- INSTRUCTION A -
In the text about Alexander Bogen, where did he study painting and sculpting?
- INSTRUCTION B -
Continue the text about Alexander Bogen from the point where it stops.
=== READING PASSAGE ===
Alexander Bogen was born in 1916 in Dorf, Estonia to the Katzenbogen family. When he was one year old, his family moved to Vilna. Bogen studied painting and sculpting in the Faculty of the Arts at Vilna University. After Lithuania was captured by the Nazis, he joined a partisan unit at Narotz Forest and infiltrated the Vilna Ghetto shortly before its liquidation. In the ghetto, Bogen joined the United Partisan Organization (PPO), organized and smuggled groups of people from the ghetto to the forests, where they joined non-Jewish partisans. Bogen commanded one of the units who went on missions which included laying mines on railroad tracks, sabotaging German armories and distributing information about the mass murder. During his activity, Bogen drew the places, the people, and the events around him.
We met with Alexander Bogen in his studio adjacent to his house in Tel Aviv. The studio is packed with paintings from different periods in his life: one is from when he studied in Vilna, several paintings that survived the war period, and some from his years living in Israel. He welcomes us with hands stained by blue oil color.
"As a boy, in primary school, I was known as an artist," he says. "Between the wars I lived in Vilna, where I was educated and attended the Academy. Honestly, it has to be said that intellectually we were detached from the western, French, art. The approach was characteristically academic and the teachers didn't relate to the modern art of the period. In the spirit of the academy, I was a classicist as well. After the war, it was after I immigrated to Israel, I was sent to the Paris Art Academy, where I was introduced to modern world art headed by Picasso, who is now considered a classic. They were the most advanced and led the French art in terms of principles. In that spirit, I also began to examine myself, and moved to more advanced art."
=== DATASET EXTRACT ===
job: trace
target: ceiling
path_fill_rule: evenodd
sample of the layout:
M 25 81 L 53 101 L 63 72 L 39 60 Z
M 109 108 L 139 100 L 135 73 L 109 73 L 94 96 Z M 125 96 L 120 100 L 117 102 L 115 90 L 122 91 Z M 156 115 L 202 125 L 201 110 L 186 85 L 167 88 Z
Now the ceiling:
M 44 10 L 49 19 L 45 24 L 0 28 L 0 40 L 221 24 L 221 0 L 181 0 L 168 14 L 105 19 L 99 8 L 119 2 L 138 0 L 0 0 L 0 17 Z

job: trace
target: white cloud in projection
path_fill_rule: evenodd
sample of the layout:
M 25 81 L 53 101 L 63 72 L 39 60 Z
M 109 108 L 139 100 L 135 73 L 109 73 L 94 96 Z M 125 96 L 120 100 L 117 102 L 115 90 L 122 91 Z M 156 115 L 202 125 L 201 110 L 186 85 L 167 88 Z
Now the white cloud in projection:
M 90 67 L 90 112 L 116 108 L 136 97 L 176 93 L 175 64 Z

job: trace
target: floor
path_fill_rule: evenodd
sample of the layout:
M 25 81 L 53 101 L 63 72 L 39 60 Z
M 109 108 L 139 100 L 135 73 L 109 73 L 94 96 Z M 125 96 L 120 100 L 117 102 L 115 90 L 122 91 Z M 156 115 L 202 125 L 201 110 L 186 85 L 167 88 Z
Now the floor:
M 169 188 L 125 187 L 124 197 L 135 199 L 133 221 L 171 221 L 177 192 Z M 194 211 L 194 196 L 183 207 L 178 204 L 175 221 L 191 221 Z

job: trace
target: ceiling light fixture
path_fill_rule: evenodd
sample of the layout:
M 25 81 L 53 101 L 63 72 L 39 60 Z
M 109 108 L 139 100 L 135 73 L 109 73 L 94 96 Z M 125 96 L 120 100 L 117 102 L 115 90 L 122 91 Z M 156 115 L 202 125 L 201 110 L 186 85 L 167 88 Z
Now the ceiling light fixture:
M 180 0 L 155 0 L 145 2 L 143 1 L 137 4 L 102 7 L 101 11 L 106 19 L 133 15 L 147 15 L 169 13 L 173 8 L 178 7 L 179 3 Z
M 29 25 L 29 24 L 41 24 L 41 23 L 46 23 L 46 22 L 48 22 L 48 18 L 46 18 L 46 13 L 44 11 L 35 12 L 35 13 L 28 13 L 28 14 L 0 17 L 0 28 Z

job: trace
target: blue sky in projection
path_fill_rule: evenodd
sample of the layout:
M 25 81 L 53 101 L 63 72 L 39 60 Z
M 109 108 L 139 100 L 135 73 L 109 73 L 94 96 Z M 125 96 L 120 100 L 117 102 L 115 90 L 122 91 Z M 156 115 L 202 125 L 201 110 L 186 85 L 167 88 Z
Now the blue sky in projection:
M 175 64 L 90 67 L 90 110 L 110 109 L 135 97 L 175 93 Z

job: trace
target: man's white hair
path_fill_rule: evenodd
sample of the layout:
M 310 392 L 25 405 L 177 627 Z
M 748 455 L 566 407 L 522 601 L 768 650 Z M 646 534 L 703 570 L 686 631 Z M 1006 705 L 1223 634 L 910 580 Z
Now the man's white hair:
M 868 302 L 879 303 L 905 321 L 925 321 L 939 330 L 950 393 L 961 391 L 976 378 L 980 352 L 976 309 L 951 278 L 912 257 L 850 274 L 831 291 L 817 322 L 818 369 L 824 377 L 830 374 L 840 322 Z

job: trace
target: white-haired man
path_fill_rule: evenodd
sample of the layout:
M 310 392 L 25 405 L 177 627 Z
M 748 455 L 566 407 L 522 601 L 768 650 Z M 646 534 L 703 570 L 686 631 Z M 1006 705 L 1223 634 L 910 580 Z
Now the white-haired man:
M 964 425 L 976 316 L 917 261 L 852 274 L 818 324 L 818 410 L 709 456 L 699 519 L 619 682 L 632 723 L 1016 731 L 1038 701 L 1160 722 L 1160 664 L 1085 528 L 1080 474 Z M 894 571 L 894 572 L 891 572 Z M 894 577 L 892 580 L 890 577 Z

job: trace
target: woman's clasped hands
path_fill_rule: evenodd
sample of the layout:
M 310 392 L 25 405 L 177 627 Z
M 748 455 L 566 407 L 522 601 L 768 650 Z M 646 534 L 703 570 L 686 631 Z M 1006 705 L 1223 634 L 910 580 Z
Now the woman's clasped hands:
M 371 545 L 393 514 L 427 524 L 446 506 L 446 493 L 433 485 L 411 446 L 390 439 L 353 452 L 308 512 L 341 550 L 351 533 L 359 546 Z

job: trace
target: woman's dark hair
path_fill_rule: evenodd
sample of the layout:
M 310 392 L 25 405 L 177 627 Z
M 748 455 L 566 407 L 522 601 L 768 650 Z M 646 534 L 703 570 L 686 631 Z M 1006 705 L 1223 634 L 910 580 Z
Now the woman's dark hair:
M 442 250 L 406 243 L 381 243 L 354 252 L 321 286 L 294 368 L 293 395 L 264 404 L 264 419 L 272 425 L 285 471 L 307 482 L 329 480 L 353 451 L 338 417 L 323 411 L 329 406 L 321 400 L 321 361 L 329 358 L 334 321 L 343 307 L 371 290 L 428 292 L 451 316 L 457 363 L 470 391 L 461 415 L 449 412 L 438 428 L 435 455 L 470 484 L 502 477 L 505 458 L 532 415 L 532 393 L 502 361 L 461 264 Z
===
- WRITTEN RESPONSE A -
He studied painting and sculpting in the Faculty of the Arts at Vilna University.

- WRITTEN RESPONSE B -
Bogen married before the war started, while in his 20's. When he was 25, Lithuania was invaded by the Germans.
“The war actually broke out on my fourth year in the academy. We tried to escape to the east and we got to Minsk, but the German tanks stopped us and we found ourselves in Svintsyan Ghetto. When the ghetto was moved to Vilna we had to move with the Svintsyan residents. This was according to the German plans. The entire Jewish population from all the ghettos in that area was taken to Vilna and divided into two groups: one made up of those who wanted to get to Kaunas – this group was immediately sent to Ponary for execution. The people who wanted to get to Vilna arrived in the ghetto and stayed there until it was liquidated. Some were taken to a concentration camp in Estonia, and others were killed when the Vilna Ghetto was destroyed in 1943."
Did you know other artists in the Vilna Ghetto?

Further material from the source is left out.